[Box-labeled dataset extracts]

··········

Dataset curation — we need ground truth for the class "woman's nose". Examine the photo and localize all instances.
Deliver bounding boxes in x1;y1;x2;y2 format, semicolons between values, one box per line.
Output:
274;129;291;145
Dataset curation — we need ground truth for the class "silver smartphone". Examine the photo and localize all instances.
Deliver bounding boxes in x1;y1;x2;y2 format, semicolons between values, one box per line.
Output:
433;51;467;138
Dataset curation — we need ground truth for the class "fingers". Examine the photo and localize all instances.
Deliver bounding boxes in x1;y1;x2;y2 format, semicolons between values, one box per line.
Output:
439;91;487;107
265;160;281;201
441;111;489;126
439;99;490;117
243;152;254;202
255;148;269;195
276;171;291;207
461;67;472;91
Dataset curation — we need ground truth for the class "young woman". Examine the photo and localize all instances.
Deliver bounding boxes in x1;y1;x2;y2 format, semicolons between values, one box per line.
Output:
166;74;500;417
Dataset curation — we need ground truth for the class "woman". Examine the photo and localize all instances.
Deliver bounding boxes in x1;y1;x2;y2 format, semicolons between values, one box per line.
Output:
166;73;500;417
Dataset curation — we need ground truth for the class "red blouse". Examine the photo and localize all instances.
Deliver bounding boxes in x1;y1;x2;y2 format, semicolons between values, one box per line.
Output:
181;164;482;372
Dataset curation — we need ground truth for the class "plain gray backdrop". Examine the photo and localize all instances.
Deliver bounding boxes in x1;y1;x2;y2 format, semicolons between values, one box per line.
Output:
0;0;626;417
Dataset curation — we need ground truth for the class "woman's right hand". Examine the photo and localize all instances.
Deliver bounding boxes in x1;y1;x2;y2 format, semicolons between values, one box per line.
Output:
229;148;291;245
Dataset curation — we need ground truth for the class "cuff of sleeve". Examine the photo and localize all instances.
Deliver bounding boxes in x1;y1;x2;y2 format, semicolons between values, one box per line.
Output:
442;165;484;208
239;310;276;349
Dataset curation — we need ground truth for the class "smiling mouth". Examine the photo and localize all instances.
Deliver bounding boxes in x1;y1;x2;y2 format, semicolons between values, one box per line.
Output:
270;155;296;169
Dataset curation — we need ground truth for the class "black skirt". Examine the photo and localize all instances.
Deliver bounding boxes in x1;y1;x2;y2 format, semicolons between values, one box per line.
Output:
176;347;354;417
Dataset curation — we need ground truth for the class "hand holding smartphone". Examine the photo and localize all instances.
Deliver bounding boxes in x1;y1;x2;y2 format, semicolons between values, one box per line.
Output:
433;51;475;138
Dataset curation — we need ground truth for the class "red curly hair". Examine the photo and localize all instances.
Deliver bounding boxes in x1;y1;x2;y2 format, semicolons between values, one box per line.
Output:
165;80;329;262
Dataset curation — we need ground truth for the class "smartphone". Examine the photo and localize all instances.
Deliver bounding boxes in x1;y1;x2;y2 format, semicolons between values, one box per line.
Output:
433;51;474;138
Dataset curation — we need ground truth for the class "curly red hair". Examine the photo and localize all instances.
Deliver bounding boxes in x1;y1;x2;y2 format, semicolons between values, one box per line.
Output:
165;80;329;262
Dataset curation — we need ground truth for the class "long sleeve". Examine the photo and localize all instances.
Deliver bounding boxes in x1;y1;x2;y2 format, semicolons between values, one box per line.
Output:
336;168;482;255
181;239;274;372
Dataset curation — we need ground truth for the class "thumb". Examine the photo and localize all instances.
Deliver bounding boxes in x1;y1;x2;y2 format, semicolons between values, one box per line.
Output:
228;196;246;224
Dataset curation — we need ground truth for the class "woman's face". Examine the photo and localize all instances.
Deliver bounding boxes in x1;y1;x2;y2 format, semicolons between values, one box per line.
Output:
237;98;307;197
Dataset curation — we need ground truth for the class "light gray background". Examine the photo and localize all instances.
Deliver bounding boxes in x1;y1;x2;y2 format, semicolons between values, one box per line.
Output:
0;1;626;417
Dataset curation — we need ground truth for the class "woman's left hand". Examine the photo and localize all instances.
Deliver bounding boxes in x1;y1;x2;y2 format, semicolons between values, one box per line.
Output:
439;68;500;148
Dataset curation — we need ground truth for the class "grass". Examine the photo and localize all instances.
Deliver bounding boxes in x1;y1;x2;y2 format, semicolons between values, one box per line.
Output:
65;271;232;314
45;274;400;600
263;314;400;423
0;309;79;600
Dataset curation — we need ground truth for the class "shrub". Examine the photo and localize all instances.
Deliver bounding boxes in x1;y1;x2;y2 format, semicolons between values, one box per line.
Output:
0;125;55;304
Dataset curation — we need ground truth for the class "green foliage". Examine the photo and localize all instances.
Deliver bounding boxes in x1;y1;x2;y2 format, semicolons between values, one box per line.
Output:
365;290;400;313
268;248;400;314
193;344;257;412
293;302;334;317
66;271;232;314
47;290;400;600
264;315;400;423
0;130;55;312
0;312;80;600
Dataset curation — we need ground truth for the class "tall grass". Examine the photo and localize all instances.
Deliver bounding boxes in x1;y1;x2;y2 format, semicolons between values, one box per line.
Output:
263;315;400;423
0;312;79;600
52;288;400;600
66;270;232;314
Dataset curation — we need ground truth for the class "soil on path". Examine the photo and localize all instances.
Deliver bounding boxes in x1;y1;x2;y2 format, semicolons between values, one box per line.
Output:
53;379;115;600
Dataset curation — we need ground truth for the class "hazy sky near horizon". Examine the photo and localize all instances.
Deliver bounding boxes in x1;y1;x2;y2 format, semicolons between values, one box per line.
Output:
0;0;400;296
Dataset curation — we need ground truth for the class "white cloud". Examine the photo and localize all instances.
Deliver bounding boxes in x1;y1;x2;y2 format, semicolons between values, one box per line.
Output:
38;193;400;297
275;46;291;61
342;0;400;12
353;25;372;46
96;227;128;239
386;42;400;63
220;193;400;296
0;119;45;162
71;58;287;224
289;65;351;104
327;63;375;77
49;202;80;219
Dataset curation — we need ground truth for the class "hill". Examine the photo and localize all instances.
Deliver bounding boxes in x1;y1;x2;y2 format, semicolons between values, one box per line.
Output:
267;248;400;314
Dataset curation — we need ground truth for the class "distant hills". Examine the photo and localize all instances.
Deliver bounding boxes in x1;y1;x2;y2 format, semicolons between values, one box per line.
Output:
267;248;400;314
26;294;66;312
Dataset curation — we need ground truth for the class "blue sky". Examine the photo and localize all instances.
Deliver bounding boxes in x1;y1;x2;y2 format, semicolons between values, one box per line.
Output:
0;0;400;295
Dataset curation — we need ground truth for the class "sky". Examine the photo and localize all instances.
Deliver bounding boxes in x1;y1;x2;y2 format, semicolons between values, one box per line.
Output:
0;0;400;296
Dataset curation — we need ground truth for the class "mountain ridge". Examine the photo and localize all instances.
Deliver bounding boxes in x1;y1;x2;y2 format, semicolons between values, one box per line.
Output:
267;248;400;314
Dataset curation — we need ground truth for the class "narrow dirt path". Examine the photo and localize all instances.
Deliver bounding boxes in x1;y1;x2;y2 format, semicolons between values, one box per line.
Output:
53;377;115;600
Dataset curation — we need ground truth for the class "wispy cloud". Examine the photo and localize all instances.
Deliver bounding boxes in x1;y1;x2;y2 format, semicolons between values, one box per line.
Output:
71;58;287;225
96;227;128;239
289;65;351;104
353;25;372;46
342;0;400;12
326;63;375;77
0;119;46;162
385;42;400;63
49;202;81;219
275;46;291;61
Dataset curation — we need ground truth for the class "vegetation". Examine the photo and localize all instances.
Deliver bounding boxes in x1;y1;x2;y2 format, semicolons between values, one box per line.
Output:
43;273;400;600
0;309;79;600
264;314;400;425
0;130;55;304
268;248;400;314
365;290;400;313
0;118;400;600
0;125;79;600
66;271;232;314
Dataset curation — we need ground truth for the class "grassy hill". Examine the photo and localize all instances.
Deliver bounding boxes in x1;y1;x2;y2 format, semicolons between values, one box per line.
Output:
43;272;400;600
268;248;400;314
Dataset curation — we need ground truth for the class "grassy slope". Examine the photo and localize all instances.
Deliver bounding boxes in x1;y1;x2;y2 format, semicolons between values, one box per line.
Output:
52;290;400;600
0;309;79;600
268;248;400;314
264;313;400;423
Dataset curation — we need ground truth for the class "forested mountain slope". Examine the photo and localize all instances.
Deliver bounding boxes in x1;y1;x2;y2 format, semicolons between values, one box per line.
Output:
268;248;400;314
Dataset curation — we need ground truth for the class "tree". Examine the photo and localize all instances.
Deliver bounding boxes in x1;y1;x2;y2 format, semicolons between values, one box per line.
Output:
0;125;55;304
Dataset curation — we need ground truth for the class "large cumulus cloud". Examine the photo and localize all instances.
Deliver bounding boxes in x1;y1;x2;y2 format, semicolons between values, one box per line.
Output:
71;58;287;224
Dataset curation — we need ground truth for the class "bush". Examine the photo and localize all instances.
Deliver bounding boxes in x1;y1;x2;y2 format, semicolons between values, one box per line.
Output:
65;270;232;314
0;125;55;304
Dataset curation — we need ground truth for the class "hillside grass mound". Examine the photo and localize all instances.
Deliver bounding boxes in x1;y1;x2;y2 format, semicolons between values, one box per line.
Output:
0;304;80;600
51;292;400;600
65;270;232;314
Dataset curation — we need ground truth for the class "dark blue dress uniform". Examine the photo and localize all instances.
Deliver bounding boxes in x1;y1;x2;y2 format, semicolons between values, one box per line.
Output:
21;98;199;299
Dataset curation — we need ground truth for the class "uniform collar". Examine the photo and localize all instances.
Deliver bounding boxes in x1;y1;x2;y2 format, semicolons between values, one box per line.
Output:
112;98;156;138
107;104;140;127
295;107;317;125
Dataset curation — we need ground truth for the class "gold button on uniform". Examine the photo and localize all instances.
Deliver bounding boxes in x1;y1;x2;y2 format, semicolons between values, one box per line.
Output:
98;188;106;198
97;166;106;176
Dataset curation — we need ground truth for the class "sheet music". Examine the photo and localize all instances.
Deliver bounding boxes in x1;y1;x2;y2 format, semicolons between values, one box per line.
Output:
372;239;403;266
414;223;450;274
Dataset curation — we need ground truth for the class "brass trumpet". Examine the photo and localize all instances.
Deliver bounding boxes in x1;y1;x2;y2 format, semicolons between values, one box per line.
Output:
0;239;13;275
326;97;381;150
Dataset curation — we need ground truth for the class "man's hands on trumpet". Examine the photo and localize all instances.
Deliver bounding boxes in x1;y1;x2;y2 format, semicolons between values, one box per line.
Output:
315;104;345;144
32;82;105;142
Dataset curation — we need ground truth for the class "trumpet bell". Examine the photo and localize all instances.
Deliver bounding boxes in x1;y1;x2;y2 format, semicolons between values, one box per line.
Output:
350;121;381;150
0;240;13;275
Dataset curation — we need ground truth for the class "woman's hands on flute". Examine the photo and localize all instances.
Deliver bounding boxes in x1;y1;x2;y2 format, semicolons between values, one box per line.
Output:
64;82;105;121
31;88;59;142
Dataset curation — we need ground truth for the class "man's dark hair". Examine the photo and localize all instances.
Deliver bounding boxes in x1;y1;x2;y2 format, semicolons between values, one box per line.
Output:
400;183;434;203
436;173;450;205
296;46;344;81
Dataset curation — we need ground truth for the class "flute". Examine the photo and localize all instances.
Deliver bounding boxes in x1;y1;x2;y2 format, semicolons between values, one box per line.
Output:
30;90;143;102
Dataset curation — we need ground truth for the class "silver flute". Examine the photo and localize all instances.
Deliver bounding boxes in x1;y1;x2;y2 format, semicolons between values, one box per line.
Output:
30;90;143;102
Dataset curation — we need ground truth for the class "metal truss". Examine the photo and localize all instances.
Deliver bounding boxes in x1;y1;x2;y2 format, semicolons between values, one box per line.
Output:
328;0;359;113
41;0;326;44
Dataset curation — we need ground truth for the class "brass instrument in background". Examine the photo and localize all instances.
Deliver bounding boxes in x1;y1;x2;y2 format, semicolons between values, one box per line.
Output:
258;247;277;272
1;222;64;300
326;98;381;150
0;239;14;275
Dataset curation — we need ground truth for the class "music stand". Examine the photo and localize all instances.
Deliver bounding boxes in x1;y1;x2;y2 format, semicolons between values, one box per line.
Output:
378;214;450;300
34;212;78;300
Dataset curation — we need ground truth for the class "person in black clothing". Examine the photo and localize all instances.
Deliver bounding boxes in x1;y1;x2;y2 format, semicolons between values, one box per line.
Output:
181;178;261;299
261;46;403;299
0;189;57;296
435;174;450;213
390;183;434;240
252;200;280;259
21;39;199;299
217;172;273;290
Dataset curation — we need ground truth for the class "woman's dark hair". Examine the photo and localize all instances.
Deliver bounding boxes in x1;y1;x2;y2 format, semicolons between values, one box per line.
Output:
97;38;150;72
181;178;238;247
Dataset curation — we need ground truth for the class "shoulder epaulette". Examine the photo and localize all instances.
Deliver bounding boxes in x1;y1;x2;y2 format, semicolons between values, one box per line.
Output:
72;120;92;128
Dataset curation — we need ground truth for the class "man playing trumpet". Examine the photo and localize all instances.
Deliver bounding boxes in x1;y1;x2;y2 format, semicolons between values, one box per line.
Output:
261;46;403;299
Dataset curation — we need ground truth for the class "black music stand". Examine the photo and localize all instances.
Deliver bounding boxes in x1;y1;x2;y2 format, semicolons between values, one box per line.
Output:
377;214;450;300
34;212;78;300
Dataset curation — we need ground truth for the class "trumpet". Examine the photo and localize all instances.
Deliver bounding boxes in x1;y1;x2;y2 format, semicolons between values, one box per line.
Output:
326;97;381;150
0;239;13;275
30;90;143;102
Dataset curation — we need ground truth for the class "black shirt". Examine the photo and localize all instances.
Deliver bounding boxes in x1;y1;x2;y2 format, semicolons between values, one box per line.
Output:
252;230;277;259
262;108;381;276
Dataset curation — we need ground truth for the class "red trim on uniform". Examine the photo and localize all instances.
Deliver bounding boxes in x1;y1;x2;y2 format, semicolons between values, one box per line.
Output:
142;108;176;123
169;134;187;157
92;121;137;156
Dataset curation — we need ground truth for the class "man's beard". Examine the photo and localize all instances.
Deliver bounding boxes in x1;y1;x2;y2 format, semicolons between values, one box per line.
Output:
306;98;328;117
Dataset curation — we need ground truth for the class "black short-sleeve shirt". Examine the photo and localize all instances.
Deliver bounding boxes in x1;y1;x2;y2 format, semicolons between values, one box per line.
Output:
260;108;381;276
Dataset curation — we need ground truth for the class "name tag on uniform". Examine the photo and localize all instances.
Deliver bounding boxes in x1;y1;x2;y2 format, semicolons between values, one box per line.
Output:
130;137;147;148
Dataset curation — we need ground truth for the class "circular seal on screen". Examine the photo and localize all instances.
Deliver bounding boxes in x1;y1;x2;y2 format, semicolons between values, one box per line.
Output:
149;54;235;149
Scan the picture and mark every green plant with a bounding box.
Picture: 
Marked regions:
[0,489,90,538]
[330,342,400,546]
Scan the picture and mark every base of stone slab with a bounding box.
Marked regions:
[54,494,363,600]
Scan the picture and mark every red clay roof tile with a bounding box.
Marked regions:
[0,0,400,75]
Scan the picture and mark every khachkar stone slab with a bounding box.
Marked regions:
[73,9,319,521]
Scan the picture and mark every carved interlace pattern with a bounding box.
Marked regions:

··········

- **TO BE DONE**
Pick out every line in the listing above that contains the word "hands", matching case exactly, and copy each one.

- **OUTPUT OF THE TASK**
Dataset curation — we need ground truth for the class "man's hands on trumpet". Examine the photo and localize all instances.
Dataset curation — we need ground truth for the class "woman's hands on flute". Examine the photo and localize all instances.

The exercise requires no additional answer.